Write out the listing in full, matching it word for word.

** Start DATASET EXCERPTS **

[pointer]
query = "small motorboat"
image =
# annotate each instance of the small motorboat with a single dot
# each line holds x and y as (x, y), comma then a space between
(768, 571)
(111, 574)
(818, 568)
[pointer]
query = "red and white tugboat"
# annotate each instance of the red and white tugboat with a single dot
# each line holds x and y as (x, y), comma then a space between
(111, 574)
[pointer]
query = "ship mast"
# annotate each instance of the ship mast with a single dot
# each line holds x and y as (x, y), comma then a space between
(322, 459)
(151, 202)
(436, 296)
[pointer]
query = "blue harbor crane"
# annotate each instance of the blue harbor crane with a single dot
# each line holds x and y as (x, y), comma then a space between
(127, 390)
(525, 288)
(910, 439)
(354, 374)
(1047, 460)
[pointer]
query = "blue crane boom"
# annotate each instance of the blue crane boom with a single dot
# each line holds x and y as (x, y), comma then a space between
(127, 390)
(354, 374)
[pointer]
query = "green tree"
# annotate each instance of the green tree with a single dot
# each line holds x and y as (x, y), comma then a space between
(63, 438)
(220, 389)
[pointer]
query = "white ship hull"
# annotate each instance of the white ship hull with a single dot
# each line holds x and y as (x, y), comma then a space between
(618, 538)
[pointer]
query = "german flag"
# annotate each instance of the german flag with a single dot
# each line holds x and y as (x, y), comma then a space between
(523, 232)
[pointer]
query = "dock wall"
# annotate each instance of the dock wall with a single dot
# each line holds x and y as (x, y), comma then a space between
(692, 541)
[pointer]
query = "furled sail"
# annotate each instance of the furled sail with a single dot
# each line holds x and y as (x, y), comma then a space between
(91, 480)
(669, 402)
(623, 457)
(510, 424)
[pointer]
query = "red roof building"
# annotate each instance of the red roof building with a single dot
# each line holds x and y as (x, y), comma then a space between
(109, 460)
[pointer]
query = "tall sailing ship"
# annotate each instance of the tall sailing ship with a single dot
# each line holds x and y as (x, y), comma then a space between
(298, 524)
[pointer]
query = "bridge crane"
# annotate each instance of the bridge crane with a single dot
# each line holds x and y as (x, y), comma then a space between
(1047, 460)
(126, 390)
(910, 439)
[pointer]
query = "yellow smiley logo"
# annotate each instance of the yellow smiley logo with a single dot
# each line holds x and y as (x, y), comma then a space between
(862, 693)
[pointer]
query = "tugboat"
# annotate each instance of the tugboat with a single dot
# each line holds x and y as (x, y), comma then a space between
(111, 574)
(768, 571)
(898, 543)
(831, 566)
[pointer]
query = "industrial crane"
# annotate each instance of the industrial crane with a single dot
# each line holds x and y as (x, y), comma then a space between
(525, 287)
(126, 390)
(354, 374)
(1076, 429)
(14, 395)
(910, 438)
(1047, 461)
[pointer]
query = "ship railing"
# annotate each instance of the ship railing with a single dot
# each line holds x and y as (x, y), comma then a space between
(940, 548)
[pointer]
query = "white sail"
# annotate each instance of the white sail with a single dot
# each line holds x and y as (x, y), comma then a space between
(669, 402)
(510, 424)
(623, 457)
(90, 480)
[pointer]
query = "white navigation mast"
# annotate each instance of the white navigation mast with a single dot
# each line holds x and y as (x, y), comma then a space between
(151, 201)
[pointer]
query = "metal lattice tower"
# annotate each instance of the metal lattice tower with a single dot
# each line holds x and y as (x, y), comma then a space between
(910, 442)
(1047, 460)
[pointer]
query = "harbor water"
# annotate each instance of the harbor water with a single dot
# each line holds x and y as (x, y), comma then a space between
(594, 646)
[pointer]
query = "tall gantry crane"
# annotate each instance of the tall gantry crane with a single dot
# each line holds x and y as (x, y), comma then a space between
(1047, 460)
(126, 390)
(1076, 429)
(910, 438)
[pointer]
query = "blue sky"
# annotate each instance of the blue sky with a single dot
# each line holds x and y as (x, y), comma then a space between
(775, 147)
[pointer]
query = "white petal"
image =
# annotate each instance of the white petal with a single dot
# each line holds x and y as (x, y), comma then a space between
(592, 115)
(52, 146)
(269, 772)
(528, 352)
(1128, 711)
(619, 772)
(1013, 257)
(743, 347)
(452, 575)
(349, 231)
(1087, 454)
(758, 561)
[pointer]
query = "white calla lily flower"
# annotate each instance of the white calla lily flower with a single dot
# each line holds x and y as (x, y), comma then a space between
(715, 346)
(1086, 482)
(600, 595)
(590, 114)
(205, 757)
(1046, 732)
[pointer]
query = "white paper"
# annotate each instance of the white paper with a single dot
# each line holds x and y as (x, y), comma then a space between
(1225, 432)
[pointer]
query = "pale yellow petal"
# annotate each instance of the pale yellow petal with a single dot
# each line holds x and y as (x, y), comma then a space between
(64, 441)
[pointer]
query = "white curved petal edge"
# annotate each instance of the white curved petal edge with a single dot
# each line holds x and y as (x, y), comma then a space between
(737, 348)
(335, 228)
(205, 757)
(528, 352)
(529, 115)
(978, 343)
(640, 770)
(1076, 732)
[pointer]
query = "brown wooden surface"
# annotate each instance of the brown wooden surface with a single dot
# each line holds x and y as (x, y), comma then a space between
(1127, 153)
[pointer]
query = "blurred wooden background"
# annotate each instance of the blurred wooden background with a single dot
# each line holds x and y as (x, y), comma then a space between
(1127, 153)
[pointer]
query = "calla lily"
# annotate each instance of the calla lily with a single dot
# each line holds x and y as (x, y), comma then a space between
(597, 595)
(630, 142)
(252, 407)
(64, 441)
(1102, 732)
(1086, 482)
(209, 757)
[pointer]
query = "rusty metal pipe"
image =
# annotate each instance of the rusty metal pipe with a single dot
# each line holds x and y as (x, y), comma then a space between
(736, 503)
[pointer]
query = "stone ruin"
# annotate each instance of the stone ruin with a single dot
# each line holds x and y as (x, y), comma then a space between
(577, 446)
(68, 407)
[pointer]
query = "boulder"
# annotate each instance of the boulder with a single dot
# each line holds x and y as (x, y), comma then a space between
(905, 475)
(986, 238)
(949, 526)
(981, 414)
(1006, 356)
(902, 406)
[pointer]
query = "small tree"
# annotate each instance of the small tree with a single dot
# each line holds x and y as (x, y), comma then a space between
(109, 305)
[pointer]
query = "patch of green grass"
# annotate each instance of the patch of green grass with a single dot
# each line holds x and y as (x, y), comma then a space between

** End DATASET EXCERPTS **

# ANSWER TO THIS PROBLEM
[pointer]
query = "small motorboat"
image =
# annotate each instance of the small motorboat with a single dot
# each line holds x and y as (x, y), comma then a space between
(768, 571)
(111, 574)
(818, 568)
[pointer]
query = "red and white tugboat"
# annotate each instance of the red and white tugboat with a single dot
# each line holds x and y as (x, y), comma then a space between
(111, 574)
[pointer]
query = "ship mast"
# annotate each instance of the ship mast with a single dot
# each line holds x and y as (x, y), comma then a space between
(322, 459)
(151, 202)
(436, 296)
[pointer]
query = "blue harbor crane"
# annotate each instance of the blue harbor crane with a single dot
# each line holds x and y as (x, y), comma then a space between
(127, 390)
(525, 288)
(910, 439)
(354, 374)
(1047, 460)
[pointer]
query = "blue crane boom"
# annotate each instance of the blue crane boom with a single dot
# each line holds x and y as (x, y), comma then a space between
(127, 390)
(354, 374)
[pointer]
query = "green tree"
# annotate each instance of the green tree with a single dot
# each line holds x and y as (x, y), comma then a space between
(63, 438)
(220, 389)
[pointer]
query = "white ship hull"
# annotate each instance of the white ship hull with a single dot
# each line holds x and y as (x, y), comma then a space between
(618, 538)
[pointer]
query = "german flag"
# annotate each instance of the german flag with a single dot
# each line holds x and y as (x, y), comma then a space between
(523, 232)
[pointer]
query = "dock wall"
# annotate each instance of the dock wall with a single dot
# each line holds x and y as (x, y), comma then a space between
(692, 541)
[pointer]
query = "furled sail"
# annotate each instance of the furled sail with a single dot
# each line holds x and y as (x, y), comma then a space between
(91, 480)
(669, 402)
(623, 457)
(510, 424)
[pointer]
query = "red roof building"
# annotate each instance of the red roof building with a single dot
# each line holds x and y as (x, y), comma then a space between
(109, 460)
[pointer]
query = "tall sailing ship"
# annotate each instance of the tall sailing ship with a single dot
# each line holds x and y as (x, y), comma then a space between
(298, 524)
[pointer]
query = "bridge crane"
# annotate each instance of the bridge crane with a single dot
# each line holds x and y as (x, y), comma then a space between
(1047, 460)
(126, 390)
(910, 439)
[pointer]
query = "yellow smiley logo"
# annotate each instance of the yellow smiley logo with a single dot
# each line holds x and y as (x, y), comma then a space between
(862, 693)
[pointer]
query = "tugboat"
# annotate each instance of the tugboat with a single dot
# each line holds x and y as (x, y), comma then a space between
(111, 574)
(768, 571)
(898, 543)
(831, 566)
[pointer]
query = "industrial crane"
# annotate each instance of the industrial crane with a single dot
# each line holds x and y as (x, y), comma then a space between
(525, 287)
(126, 390)
(354, 374)
(1076, 429)
(14, 395)
(910, 438)
(1047, 461)
[pointer]
query = "ship railing"
# annotate each instance of the ship railing with a single dot
# each line holds x and y as (x, y), comma then a space between
(940, 548)
[pointer]
query = "white sail"
# annotate each instance of the white sail with a single dot
# each line holds x and y as (x, y), comma then a space between
(669, 402)
(510, 424)
(623, 457)
(90, 480)
[pointer]
query = "white navigation mast"
# annotate each instance of the white navigation mast with a single dot
# each line holds x and y as (x, y), comma then a space between
(151, 201)
[pointer]
query = "metal lattice tower"
# annotate each instance of the metal lattice tower with a single dot
# each line holds x and y as (x, y), comma then a space between
(910, 442)
(1047, 460)
[pointer]
query = "harbor water"
# annotate each instance of the harbor water with a single dot
# each line holds x and y as (x, y), comma then a space between
(594, 646)
[pointer]
query = "tall gantry crane"
# annotate each instance of the tall gantry crane with a single dot
# each line holds x and y as (x, y), comma then a space between
(1047, 460)
(126, 390)
(1076, 429)
(910, 438)
[pointer]
query = "blue sky"
# annotate each instance of the blue sky with a single dot
# each line holds x and y as (x, y), comma then a space between
(775, 147)
[pointer]
query = "white petal"
image =
# annotate each instance of the white petal with a single dot
# each line holds x and y as (x, y), comma then a space between
(592, 115)
(52, 146)
(269, 772)
(528, 352)
(1128, 711)
(619, 772)
(1013, 257)
(743, 347)
(452, 575)
(349, 231)
(1087, 454)
(758, 561)
[pointer]
query = "white calla lily flower"
# annotate each instance of the white calla lily flower with a single dot
# each line holds x and y as (x, y), comma then a space between
(715, 346)
(1086, 482)
(600, 595)
(590, 114)
(205, 757)
(1046, 732)
[pointer]
query = "white paper"
# annotate each instance of the white paper with a single dot
# each line holds x and y as (x, y), comma then a space between
(1225, 432)
[pointer]
query = "pale yellow petal"
# annotate each instance of the pale yellow petal with a single dot
# each line holds x and y as (x, y), comma then a space between
(64, 441)
[pointer]
query = "white curved petal edge"
# annotate each instance of the white curved petal edge with a single dot
# each line holds x and y as (x, y), comma then a space between
(737, 348)
(335, 228)
(205, 757)
(528, 352)
(529, 115)
(978, 343)
(640, 770)
(1076, 732)
[pointer]
query = "brown wooden surface"
# annotate each instance of the brown wooden surface with a single dot
# each line holds x and y as (x, y), comma then a space between
(1127, 153)
[pointer]
query = "blurred wooden background"
# annotate each instance of the blurred wooden background with a single dot
# each line holds x and y as (x, y), comma then a space between
(1127, 153)
[pointer]
query = "calla lily"
# annotate each instance of the calla lily with a single dot
# each line holds x and y as (x, y), comma then a space between
(597, 595)
(630, 142)
(252, 407)
(64, 441)
(1102, 732)
(1086, 482)
(209, 757)
[pointer]
query = "rusty metal pipe"
image =
# annotate each instance of the rusty metal pipe with a single dot
# each line holds x and y as (x, y), comma then a space between
(736, 503)
[pointer]
query = "stone ruin"
# annotate each instance of the stone ruin with a single dot
# each line holds x and y as (x, y), comma then a space between
(577, 446)
(68, 407)
[pointer]
query = "boulder"
# annotate each instance of the boulder with a single dot
# each line holds x and y as (x, y), comma then a space between
(905, 475)
(986, 238)
(949, 526)
(981, 414)
(1006, 356)
(902, 406)
[pointer]
query = "small tree"
# annotate each instance of the small tree with a single dot
# each line holds x and y as (x, y), comma then a space between
(109, 305)
[pointer]
query = "patch of green grass"
# annotate each instance of the patch of green grass with a single dot
# each line holds x and y as (x, y), comma then a space between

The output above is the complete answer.